Blue Valentine, writer-director Derek Cianfrance’s remarkably honest examination of a marriage blown apart, is essentially two excellent films in one: A sweet, passionate romance and a blistering, nasty break-up picture.
In one part of the film, we see Dean and Cindy (Ryan Gosling and Michelle Williams) magically falling in love and moving toward marriage. This part of the film is shot with a beautiful romantic grace and is full of promise.
In the other phase, we see Dean and Cindy a few years down the road, married and raising a child, their marriage a terrible mess. Each of them possesses only slight hints of the joy and happiness depicted in the earlier years, and the scenes are appropriately shot with a grainy, gritty realism.
Rather than showing them chronologically, Cianfrance interweaves the two periods—the past alternating scenes with the future—and the effect is heartbreaking.
When Dean and Cindy meet, he works for a moving company. He doesn’t have much in the way of future prospects, but he’s ultra charming and looks like Ryan Gosling, so he’s got that going for him. Cindy is a med student currently in a relationship, where she is less than impressed. The two meet up by chance, and sparks fly.
Cut to a few years later, when Dean has graduated to painting houses and drinking all day, while Cindy is a nurse at a practice where the doctor might have nefarious intentions. Life isn’t going as planned, Dean’s hairline is beginning to show the signs of stress, and Cindy has lost patience.
In one of the more memorable scenes, Dean warbles a tune and strums a ukulele while Cindy tap dances during their first date. The movie then cuts to a drunken Cindy in the future interrogating Dean about his lack of creative and vocational success.
The ukulele dance is one of the more joyful and romantic scenes I’ve seen in the last decade, while the drunken interrogation that immediately follows is one of the more brutally potent examples of a rotten human relationship ever put to film.
Blue Valentine was initially branded with the dreaded NC-17 rating by the MPAA for its sexual content, and that doesn’t surprise me. The sex scenes in this movie are explicit, emotionally and physically. The sex depicted during the happy phase is shocking in its enthusiasm and energy, while the bad phase raises an eyebrow due to its hateful, emotionally violent content. The film managed to get the NC-17 overturned without any cuts or re-edits, an impressive feat.
The realism doesn’t stop with the sex scenes. During an argument on a bridge walk in Manhattan, Gosling’s Dean—in an unscripted move—climbs a barrier fence and threatens to go over into the river while Williams frantically pleads for him to come down. No safety harnesses or nets for Gosling.
He’s an actor unafraid to take chances, something evident in nearly every film he’s in. His Dean is the epitome of full characterization, a sad man with a big heart fueling emotional instability. He’s equally charming and pathetic. Williams’ Cindy is a well-meaning woman who has made more than a few mistakes. The role requires Williams to go all in, physically and psychologically. It’s the sort of raw performance most actresses aren’t willing to undertake.
Cianfrance’s film is the ultimate depiction of how most relationships deteriorate from unabashed joy and dancing to arguments about how oatmeal is cooked. You could view the film as Dean and Cindy’s need to look for the pleasures of their past to work through the hardships of their present.
Or you could see it as a depiction of a toxic couple, who had no business ever getting together, with some hints for potential discord evident in their seemingly sunny early days. Cianfrance and his performers leave this entirely up to the viewer.
For the end credits, beautiful stills of younger and happier Dean and Cindy play over fireworks, and the nicely chosen musical track “Alligator” by Grizzly Bear. It’s like a memorial video for a once beautiful couple that has spiritually died.
※ ※ ※
Work request 1:
According to the Blue Valentine review, what song plays over the end credits?
Work request 2:
Copy the Blue Valentine review word for word between "In the other" and "effect is heartbreaking.", inclusive.
The data that comes next has no connection to the Blue Valentine review.
※ ※ ※
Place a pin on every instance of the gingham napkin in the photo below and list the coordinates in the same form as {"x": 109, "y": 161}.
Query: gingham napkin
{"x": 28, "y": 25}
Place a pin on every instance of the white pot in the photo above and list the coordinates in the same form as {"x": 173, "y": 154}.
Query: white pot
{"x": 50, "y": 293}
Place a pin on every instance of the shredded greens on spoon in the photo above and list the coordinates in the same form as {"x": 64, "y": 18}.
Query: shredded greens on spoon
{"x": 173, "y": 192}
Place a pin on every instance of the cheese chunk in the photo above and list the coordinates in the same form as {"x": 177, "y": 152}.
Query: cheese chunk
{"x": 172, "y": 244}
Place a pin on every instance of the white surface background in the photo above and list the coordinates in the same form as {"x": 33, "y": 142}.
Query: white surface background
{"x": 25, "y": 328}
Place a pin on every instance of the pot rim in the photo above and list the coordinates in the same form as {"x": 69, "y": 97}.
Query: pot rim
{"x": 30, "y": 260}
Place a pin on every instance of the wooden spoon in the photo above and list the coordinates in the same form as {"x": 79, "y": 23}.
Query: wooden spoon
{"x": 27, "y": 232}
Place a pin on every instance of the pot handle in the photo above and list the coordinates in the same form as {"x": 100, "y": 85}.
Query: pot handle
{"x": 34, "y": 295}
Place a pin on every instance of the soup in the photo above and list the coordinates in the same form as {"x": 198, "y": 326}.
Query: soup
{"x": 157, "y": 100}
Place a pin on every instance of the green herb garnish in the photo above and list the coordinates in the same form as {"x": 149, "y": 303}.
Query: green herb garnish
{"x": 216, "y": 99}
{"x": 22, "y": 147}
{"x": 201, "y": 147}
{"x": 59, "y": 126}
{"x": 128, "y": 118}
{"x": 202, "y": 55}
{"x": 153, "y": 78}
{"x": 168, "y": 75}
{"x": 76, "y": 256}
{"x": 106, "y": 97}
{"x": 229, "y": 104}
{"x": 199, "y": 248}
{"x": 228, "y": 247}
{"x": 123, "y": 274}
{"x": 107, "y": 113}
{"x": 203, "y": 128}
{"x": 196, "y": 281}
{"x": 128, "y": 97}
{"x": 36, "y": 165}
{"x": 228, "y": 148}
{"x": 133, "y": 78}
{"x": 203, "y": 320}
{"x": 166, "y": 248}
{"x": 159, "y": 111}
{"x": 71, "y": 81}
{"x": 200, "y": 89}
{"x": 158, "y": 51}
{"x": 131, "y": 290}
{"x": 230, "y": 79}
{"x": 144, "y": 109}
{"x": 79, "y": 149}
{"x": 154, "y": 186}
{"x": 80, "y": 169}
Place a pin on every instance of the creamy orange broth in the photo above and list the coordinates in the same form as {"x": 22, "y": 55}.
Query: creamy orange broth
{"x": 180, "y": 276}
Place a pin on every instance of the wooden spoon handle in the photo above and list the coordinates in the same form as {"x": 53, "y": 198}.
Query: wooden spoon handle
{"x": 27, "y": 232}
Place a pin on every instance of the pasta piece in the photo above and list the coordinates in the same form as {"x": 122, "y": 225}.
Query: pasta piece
※ ※ ※
Answer box 1:
"Alligator" by Grizzly Bear.

Answer box 2:
In the other phase, we see Dean and Cindy a few years down the road, married and raising a child, their marriage a terrible mess. Each of them possesses only slight hints of the joy and happiness depicted in the earlier years, and the scenes are appropriately shot with a grainy, gritty realism.
Rather than showing them chronologically, Cianfrance interweaves the two periods—the past alternating scenes with the future—and the effect is heartbreaking.